#### Records for the exercise

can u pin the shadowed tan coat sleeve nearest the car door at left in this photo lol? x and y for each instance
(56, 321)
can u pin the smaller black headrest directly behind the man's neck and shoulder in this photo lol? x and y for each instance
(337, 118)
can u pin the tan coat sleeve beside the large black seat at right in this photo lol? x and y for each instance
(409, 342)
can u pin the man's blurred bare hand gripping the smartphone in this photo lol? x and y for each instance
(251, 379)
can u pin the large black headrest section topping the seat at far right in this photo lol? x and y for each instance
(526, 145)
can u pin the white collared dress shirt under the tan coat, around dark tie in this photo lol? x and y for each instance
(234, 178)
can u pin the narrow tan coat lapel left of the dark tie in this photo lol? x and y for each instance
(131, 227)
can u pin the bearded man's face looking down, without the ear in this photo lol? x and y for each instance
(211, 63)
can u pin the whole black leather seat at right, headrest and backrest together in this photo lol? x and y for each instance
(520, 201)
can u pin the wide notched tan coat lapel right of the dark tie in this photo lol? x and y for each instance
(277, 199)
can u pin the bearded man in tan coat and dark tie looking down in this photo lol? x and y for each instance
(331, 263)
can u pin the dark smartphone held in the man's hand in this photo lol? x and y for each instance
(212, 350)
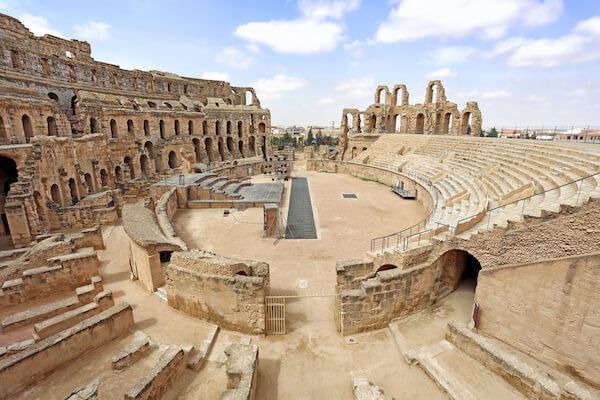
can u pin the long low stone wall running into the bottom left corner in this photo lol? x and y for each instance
(26, 367)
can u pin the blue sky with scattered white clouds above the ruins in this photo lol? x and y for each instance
(527, 62)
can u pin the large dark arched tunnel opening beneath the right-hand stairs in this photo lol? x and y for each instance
(457, 268)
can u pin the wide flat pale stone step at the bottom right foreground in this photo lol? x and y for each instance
(460, 376)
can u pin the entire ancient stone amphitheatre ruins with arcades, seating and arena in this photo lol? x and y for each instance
(155, 245)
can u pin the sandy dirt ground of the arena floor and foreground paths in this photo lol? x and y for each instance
(312, 361)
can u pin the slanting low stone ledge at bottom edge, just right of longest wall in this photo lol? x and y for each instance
(163, 375)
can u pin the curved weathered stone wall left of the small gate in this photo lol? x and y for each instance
(205, 286)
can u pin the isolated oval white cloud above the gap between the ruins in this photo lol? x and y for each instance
(300, 36)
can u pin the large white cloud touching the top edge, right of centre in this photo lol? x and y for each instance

########

Assignment: In the answer, return exactly the lines from the line containing "can u pin the isolated" to the end of the records above, and no others.

Solution to this task:
can u pin the isolated oval white cloud above the gap between the ruins in this photo lol? x and y for each instance
(300, 36)
can u pin the large white cloud touching the top edge, right of centre in this photo lol? x and y for each instance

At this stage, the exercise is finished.